(Stored records)
################

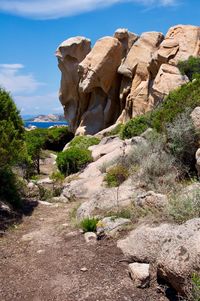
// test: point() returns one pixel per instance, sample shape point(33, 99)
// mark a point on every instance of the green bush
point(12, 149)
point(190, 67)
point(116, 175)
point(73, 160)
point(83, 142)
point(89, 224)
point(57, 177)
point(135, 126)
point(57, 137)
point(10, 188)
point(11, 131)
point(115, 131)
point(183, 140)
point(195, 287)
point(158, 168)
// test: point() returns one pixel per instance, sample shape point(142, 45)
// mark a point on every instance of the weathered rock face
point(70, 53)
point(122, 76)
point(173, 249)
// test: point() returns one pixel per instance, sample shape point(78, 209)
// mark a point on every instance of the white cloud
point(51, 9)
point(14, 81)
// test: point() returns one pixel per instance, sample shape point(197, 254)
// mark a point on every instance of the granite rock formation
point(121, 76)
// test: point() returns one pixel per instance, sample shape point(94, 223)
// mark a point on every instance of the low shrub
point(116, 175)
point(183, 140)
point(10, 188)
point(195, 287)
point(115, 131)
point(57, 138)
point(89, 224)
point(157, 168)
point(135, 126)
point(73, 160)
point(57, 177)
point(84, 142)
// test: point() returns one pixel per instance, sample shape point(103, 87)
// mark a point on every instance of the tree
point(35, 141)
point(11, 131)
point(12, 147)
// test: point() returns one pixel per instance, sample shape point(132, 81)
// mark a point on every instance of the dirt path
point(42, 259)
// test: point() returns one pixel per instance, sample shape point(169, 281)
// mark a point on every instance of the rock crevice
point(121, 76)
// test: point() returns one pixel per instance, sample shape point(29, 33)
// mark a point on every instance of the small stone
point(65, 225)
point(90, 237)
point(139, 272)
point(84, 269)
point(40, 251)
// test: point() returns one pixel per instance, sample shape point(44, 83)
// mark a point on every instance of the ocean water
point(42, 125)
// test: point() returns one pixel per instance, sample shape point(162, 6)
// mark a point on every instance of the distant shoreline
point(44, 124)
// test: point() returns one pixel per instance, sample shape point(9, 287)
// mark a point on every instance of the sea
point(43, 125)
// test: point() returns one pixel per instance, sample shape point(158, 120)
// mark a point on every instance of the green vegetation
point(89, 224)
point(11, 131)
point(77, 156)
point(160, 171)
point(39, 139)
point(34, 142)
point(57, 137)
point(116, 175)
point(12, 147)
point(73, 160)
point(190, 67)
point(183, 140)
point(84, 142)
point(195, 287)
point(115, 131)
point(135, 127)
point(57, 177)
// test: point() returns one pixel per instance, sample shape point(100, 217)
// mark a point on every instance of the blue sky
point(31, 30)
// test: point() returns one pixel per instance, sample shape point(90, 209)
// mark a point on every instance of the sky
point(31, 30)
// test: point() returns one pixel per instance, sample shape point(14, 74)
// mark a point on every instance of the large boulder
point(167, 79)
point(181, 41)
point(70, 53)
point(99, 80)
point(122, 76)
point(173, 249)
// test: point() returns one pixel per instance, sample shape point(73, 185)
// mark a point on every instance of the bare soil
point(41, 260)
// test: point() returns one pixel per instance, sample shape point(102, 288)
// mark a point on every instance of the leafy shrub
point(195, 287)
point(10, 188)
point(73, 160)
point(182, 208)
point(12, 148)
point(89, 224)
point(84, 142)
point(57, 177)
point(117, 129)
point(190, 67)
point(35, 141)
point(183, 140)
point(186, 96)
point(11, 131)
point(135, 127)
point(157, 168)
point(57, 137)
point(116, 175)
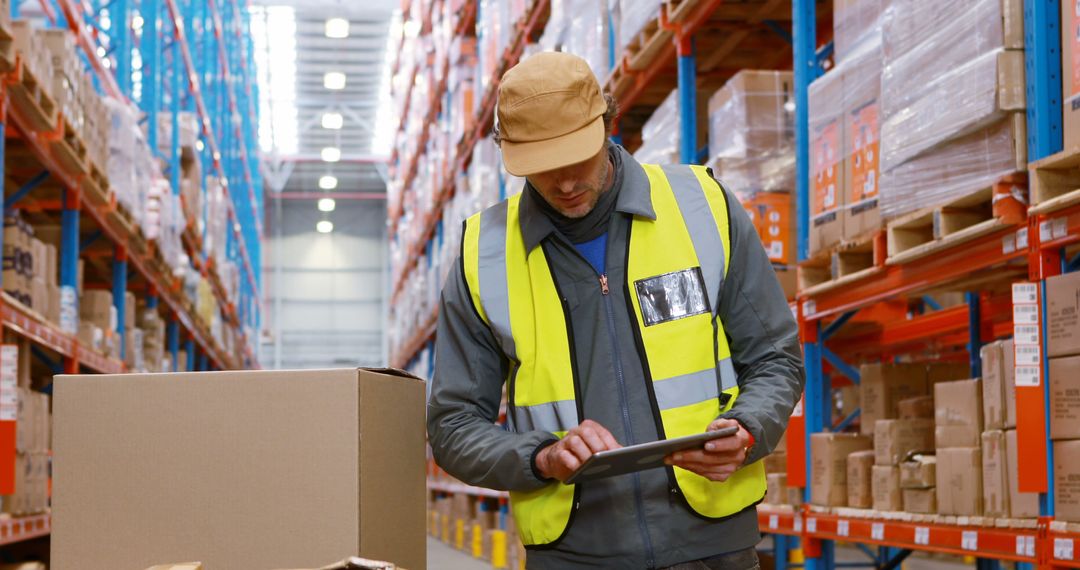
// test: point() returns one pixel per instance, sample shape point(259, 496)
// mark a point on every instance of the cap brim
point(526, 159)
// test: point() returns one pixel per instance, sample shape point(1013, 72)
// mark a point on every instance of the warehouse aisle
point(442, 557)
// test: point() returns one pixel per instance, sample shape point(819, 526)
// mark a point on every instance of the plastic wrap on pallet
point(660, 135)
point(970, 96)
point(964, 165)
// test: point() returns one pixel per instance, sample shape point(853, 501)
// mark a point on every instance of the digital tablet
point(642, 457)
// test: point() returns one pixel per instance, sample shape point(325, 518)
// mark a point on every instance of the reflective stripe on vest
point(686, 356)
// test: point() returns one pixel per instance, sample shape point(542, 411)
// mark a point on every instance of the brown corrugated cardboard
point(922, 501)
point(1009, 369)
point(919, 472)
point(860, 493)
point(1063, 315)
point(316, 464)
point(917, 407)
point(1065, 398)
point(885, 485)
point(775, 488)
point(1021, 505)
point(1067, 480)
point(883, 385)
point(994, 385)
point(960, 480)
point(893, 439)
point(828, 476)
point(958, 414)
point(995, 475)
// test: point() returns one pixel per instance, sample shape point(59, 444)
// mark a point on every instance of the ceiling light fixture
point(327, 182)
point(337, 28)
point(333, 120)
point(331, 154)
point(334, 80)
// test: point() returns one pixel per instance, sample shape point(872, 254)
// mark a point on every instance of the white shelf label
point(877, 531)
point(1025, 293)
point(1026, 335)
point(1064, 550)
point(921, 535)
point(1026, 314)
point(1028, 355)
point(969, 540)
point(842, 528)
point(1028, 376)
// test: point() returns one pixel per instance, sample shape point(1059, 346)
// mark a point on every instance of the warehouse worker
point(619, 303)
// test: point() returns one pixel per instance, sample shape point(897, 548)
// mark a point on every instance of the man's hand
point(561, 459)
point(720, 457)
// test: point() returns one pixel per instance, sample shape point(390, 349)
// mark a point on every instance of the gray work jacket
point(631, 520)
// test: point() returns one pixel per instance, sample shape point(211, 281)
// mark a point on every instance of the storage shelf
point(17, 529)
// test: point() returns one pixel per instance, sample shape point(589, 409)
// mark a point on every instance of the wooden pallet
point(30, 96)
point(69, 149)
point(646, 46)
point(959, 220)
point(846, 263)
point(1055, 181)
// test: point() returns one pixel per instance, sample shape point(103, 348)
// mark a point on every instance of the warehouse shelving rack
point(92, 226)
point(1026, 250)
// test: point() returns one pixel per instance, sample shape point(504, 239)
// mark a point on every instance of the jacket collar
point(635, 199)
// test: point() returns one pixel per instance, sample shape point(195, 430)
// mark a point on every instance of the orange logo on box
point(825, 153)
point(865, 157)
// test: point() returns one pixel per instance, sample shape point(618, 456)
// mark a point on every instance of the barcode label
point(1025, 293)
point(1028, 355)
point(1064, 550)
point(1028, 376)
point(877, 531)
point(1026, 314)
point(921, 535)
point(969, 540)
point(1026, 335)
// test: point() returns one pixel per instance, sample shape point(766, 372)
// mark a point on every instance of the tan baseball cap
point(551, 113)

################

■ Task brief
Word for word, give again the lines from the first entry to the line with "shape point(78, 209)", inclusive. Exclude the pictures.

■ Solution below
// test: point() returns one pixel per instance, sample shape point(33, 99)
// mark a point on every instance of the green bush
point(12, 149)
point(190, 67)
point(116, 175)
point(73, 160)
point(83, 142)
point(89, 224)
point(57, 177)
point(135, 126)
point(57, 137)
point(10, 188)
point(11, 131)
point(115, 131)
point(183, 140)
point(195, 287)
point(158, 168)
// test: point() returns one pixel per instance, sample shape point(142, 45)
// mark a point on every instance of the weathered rock face
point(70, 53)
point(122, 76)
point(173, 249)
// test: point() returns one pixel per instance, sample shape point(78, 209)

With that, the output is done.